### Written instruction
Write each line exactly as it stands, from the line containing "Could you please drop a point on the street" through the end of the data.

### Data records
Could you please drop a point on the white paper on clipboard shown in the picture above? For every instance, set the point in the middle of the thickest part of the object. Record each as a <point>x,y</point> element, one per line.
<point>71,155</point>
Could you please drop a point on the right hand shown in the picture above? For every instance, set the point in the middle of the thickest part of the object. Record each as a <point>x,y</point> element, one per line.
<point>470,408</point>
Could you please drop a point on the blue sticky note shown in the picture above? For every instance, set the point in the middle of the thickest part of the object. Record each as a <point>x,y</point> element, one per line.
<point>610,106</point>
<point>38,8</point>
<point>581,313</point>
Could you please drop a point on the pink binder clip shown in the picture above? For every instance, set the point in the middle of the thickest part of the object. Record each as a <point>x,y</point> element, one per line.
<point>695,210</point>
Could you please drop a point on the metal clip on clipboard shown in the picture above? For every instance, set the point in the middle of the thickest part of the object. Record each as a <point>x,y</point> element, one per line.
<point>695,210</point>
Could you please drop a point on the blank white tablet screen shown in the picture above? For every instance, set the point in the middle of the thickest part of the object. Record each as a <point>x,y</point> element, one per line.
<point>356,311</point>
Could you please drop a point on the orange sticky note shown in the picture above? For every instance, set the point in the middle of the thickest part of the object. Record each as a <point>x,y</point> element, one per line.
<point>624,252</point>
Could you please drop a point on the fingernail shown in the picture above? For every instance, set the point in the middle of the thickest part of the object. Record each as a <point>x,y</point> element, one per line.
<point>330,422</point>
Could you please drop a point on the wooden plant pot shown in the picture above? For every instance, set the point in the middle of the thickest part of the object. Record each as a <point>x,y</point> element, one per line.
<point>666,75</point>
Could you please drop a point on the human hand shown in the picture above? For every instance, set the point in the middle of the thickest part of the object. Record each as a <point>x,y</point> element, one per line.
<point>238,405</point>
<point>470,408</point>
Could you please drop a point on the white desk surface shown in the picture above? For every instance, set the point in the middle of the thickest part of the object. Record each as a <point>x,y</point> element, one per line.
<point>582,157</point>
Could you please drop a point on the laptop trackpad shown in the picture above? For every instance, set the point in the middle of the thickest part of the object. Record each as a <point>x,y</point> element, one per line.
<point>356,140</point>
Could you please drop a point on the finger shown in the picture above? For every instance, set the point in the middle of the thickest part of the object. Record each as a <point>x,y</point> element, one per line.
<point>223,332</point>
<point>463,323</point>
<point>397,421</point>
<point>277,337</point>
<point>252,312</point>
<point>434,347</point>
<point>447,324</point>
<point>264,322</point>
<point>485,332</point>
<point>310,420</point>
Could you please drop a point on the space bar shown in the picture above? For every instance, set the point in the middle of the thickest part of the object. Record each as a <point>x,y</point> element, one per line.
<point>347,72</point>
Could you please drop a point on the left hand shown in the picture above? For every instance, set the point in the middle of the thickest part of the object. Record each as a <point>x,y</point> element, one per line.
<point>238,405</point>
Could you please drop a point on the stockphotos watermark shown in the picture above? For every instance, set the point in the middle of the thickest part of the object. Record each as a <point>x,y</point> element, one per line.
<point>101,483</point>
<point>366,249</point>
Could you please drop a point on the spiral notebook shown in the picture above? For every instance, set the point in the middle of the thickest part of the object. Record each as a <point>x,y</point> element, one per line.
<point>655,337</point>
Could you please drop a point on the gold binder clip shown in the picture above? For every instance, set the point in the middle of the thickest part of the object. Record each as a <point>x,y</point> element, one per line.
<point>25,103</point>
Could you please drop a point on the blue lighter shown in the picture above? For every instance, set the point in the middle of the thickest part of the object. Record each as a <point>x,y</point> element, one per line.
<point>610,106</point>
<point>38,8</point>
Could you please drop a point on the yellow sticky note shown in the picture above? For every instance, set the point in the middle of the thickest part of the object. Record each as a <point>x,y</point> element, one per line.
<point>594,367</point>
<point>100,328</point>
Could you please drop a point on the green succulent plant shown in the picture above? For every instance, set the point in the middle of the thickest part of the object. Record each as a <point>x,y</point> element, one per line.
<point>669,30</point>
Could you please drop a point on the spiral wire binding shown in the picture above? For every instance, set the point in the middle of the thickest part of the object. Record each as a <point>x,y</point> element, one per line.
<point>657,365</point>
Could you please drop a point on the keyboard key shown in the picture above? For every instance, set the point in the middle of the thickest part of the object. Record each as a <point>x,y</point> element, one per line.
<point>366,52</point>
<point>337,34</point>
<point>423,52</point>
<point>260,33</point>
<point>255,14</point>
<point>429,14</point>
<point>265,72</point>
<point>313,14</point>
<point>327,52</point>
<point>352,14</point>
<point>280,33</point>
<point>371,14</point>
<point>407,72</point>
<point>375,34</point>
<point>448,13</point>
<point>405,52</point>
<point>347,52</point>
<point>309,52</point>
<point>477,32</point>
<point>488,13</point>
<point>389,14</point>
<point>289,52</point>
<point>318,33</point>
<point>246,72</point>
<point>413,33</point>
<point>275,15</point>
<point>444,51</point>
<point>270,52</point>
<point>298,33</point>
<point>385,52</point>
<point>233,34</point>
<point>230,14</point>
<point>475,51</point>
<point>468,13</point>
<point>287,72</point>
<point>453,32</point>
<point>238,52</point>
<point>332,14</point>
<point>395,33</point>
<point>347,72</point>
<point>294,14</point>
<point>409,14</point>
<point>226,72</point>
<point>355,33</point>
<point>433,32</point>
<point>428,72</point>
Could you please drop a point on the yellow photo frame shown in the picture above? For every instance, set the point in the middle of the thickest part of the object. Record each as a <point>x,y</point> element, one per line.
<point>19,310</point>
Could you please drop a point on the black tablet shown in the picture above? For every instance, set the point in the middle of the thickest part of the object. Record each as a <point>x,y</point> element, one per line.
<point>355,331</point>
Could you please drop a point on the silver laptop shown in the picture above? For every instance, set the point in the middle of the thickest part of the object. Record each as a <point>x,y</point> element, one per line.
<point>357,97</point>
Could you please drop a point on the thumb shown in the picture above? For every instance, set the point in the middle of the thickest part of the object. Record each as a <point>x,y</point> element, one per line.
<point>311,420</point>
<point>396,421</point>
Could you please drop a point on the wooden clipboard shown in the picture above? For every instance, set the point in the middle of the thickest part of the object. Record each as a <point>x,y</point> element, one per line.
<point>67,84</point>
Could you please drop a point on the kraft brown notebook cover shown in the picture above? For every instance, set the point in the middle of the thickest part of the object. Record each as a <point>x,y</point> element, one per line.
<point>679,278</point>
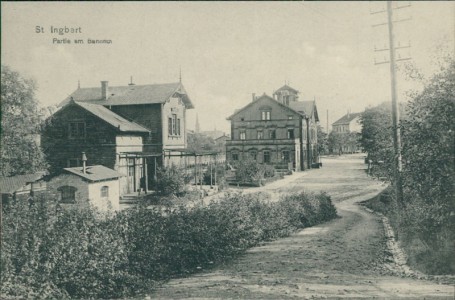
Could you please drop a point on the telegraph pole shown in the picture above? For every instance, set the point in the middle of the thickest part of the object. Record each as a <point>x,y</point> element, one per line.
<point>395,110</point>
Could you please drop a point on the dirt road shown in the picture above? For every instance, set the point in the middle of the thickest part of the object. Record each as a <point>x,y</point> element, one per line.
<point>345,258</point>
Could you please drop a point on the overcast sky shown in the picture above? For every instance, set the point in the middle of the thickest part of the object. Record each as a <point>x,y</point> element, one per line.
<point>226,50</point>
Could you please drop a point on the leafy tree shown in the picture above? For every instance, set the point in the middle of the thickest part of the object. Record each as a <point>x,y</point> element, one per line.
<point>21,120</point>
<point>335,142</point>
<point>428,140</point>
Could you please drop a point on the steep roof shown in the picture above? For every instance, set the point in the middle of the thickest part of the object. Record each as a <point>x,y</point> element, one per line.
<point>95,173</point>
<point>259,99</point>
<point>8,185</point>
<point>307,107</point>
<point>286,88</point>
<point>131,94</point>
<point>110,117</point>
<point>346,119</point>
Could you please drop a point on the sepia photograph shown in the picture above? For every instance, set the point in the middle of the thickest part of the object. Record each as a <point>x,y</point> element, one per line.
<point>227,150</point>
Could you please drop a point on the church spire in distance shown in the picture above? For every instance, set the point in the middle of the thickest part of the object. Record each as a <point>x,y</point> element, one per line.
<point>197,128</point>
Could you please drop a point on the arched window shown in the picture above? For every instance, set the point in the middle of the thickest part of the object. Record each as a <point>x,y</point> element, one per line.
<point>68,194</point>
<point>105,191</point>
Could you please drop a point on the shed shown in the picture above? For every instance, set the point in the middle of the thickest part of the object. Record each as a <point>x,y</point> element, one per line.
<point>96,186</point>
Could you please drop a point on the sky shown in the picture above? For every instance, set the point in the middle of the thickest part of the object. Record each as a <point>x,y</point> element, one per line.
<point>227,50</point>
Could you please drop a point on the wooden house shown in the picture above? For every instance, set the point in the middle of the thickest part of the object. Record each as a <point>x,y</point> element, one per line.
<point>280,131</point>
<point>132,129</point>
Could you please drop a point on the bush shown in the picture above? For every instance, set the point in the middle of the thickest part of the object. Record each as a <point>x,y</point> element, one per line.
<point>269,171</point>
<point>220,171</point>
<point>171,181</point>
<point>52,253</point>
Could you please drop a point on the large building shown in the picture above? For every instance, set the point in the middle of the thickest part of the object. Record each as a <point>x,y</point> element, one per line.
<point>348,128</point>
<point>279,130</point>
<point>132,129</point>
<point>348,123</point>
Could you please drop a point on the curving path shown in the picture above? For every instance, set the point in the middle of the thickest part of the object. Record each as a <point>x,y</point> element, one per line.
<point>345,258</point>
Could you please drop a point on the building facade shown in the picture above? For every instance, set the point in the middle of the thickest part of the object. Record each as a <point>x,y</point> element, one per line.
<point>95,186</point>
<point>348,128</point>
<point>280,131</point>
<point>132,129</point>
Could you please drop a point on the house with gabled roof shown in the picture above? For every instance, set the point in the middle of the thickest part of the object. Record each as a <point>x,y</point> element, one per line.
<point>279,130</point>
<point>350,122</point>
<point>131,129</point>
<point>348,127</point>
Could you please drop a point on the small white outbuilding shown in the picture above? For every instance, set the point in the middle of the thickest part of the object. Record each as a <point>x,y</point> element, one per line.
<point>86,186</point>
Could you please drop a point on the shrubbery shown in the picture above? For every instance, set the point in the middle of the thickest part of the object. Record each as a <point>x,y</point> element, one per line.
<point>425,219</point>
<point>48,252</point>
<point>171,181</point>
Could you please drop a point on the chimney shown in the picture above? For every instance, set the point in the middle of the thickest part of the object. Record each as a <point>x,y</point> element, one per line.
<point>104,89</point>
<point>84,163</point>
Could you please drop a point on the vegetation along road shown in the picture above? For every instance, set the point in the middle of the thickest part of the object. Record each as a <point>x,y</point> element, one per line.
<point>345,258</point>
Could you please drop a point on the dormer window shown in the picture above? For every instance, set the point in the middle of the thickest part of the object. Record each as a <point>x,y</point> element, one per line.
<point>76,130</point>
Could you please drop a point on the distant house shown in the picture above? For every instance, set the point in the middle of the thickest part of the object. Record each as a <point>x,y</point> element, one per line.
<point>131,129</point>
<point>220,142</point>
<point>21,187</point>
<point>280,131</point>
<point>348,127</point>
<point>96,186</point>
<point>348,123</point>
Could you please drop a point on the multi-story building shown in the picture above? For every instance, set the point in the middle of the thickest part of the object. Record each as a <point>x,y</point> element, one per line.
<point>280,131</point>
<point>348,127</point>
<point>132,129</point>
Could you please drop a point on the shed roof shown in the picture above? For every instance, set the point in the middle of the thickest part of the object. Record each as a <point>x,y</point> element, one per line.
<point>112,118</point>
<point>346,119</point>
<point>131,94</point>
<point>8,185</point>
<point>95,173</point>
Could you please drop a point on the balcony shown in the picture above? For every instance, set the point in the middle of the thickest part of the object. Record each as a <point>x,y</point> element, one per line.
<point>277,142</point>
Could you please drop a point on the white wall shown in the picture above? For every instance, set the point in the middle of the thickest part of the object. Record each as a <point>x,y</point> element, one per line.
<point>112,202</point>
<point>87,193</point>
<point>128,144</point>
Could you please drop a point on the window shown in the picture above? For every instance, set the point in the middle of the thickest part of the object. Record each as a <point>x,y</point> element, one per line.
<point>272,134</point>
<point>76,130</point>
<point>254,154</point>
<point>68,194</point>
<point>260,135</point>
<point>265,115</point>
<point>285,157</point>
<point>266,156</point>
<point>73,162</point>
<point>242,135</point>
<point>291,134</point>
<point>174,125</point>
<point>105,191</point>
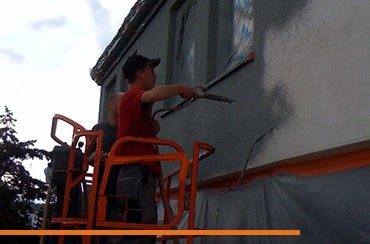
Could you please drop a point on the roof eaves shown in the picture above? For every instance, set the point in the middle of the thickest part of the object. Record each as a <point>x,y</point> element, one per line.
<point>131,26</point>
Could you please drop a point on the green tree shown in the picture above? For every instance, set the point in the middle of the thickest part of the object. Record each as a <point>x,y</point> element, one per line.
<point>17,188</point>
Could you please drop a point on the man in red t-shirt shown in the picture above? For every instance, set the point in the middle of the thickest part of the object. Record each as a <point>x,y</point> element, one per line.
<point>135,119</point>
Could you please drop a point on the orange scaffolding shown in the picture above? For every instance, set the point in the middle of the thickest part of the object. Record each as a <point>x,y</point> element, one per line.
<point>94,214</point>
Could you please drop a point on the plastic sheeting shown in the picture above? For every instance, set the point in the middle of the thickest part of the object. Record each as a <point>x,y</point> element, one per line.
<point>329,208</point>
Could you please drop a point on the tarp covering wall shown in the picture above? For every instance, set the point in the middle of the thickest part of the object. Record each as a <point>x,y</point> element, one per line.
<point>328,208</point>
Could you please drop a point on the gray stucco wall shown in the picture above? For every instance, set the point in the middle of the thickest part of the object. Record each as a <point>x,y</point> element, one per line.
<point>309,81</point>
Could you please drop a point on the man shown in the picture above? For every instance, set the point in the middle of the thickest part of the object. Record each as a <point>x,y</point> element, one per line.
<point>137,181</point>
<point>109,128</point>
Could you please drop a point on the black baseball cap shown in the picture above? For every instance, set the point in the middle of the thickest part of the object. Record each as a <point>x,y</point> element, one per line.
<point>137,61</point>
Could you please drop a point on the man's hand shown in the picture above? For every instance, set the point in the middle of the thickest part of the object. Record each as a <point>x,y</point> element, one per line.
<point>156,127</point>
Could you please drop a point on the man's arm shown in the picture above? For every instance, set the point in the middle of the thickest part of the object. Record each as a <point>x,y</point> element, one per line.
<point>166,91</point>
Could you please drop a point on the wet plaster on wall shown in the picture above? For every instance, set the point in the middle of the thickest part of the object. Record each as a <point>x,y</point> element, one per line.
<point>233,128</point>
<point>319,55</point>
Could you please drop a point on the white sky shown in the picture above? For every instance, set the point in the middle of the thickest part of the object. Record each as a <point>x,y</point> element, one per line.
<point>46,50</point>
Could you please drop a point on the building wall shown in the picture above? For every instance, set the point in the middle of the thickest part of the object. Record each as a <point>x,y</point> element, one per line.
<point>308,81</point>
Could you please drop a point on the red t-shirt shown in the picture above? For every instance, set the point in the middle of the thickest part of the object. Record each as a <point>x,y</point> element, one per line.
<point>135,119</point>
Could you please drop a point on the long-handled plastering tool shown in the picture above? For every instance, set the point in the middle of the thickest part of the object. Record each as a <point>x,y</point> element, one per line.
<point>202,93</point>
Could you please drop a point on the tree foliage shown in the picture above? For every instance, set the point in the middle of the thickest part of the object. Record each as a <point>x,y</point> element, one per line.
<point>17,188</point>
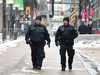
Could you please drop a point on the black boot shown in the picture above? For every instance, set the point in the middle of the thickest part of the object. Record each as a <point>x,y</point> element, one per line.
<point>34,67</point>
<point>63,68</point>
<point>70,67</point>
<point>38,67</point>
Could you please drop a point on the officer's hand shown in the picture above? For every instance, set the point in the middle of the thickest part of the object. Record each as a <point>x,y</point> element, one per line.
<point>56,43</point>
<point>27,41</point>
<point>48,43</point>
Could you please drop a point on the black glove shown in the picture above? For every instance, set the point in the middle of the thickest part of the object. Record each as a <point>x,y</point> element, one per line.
<point>27,41</point>
<point>48,43</point>
<point>56,43</point>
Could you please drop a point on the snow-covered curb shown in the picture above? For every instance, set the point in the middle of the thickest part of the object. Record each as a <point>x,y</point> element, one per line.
<point>12,43</point>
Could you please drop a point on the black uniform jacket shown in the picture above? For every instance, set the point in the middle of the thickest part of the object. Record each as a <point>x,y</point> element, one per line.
<point>37,33</point>
<point>66,33</point>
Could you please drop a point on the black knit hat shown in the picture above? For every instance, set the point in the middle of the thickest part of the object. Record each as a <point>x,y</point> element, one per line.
<point>38,17</point>
<point>66,18</point>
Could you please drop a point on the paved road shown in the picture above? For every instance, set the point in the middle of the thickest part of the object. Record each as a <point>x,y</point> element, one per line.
<point>17,61</point>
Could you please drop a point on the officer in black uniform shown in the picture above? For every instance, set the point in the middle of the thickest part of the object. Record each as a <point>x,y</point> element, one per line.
<point>65,38</point>
<point>36,36</point>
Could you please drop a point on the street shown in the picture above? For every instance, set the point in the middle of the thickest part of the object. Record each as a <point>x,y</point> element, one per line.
<point>17,61</point>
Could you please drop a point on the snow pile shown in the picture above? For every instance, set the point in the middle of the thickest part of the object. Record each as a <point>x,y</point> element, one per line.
<point>87,43</point>
<point>12,43</point>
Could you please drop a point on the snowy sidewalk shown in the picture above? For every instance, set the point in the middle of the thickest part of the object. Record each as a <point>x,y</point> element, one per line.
<point>12,43</point>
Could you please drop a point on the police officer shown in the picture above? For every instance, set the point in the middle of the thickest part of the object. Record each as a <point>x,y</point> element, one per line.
<point>82,29</point>
<point>36,36</point>
<point>65,38</point>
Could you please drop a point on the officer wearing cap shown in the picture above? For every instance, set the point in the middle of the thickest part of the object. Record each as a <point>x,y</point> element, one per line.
<point>36,36</point>
<point>65,38</point>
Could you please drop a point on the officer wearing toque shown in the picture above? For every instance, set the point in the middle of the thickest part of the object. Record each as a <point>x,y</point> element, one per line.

### Correct response
Could you please drop a point on the street shown in the picture above? For every instance, set the point in the middle of the thickest part of the object. Record each as a <point>x,y</point> element, one per line.
<point>17,61</point>
Could you please drop a point on the snow pile shown in the picture above? For every instance, set the point in the middle of the thickest part of the object. Record each as a <point>x,y</point> element, one per line.
<point>87,43</point>
<point>12,43</point>
Could you please drop a point on the snowy sidewalk shown in the picture above? For every instance, set the point in the middle of the thickest part of the object. Record each as a <point>x,y</point> element, one per line.
<point>12,43</point>
Could you please drop a point on the police officer shown in the picture above? For every instance, set the point in the middle of the thickest part of the object. Record each as a <point>x,y</point> element, one per line.
<point>82,29</point>
<point>36,36</point>
<point>65,38</point>
Could you please drop a point on the officer wearing cap shown in the picture above? For every instance, set the point in the middle of the thickest part of the object. Record each as a <point>x,y</point> element, one per line.
<point>36,36</point>
<point>65,38</point>
Could you please drop a point on the officer wearing toque shown in the picture above? For every instance, set the point in the middle of the thickest part of the object. Record each as a <point>x,y</point> element, one per line.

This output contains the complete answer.